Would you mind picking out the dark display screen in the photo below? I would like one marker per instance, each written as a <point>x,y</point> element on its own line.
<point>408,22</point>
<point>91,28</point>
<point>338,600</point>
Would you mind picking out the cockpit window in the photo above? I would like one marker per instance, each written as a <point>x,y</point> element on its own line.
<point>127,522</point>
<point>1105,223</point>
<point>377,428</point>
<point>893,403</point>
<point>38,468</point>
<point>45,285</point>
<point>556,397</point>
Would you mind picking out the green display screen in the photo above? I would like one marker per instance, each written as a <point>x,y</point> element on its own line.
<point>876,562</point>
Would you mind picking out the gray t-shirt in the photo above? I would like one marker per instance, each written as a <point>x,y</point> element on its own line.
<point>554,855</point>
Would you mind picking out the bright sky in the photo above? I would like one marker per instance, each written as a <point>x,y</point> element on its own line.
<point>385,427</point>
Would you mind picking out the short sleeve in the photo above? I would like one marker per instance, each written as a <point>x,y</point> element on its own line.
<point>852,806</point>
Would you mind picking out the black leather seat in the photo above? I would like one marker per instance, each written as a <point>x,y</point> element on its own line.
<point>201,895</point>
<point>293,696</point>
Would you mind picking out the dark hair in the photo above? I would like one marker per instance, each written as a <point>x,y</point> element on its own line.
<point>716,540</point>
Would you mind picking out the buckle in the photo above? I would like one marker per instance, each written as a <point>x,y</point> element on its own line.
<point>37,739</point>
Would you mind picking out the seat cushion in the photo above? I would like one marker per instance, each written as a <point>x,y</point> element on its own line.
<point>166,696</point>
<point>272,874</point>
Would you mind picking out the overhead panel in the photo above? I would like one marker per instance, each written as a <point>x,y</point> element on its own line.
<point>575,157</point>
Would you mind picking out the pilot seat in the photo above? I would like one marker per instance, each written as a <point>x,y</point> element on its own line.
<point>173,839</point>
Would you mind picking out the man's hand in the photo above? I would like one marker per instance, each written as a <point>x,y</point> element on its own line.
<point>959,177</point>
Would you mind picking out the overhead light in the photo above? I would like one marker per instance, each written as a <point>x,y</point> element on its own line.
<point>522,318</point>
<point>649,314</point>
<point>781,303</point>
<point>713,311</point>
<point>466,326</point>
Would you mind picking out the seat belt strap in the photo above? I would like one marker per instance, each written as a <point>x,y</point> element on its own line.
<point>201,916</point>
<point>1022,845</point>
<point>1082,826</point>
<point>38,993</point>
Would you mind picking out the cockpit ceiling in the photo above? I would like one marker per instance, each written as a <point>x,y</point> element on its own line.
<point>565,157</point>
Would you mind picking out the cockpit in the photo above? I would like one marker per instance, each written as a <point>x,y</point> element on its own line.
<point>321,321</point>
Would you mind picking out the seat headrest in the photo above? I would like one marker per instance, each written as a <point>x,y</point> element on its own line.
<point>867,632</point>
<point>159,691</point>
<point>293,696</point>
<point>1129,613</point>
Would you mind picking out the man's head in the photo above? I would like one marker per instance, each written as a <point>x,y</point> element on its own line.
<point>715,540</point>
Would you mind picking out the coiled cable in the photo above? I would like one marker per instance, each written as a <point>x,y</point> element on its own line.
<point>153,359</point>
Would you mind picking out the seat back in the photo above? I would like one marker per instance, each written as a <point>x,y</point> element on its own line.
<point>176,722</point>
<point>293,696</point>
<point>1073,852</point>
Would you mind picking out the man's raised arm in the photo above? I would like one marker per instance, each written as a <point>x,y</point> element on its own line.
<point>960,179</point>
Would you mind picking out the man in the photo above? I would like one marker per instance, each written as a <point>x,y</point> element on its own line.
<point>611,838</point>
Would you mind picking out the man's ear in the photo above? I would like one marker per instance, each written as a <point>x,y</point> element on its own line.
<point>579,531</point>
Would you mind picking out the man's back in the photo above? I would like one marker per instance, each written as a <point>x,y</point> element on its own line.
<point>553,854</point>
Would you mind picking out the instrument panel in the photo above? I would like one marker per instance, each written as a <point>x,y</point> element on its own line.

= = =

请更新从含有“Would you mind picking out the gray”的那一行开始、到含有“<point>385,427</point>”的那一行结束的各行，把“t-shirt”换成“hoodie”，其余一律不变，只输出这几行。

=== 本题输出 ===
Would you mind picking out the gray hoodie in the photo above? I would like one marker per instance, each written as a <point>x,y</point> element on its own line.
<point>554,855</point>
Would you mind picking out the bright sky in the photo above? I would like one marker per instance, each written as a <point>x,y</point> element on its own line.
<point>385,427</point>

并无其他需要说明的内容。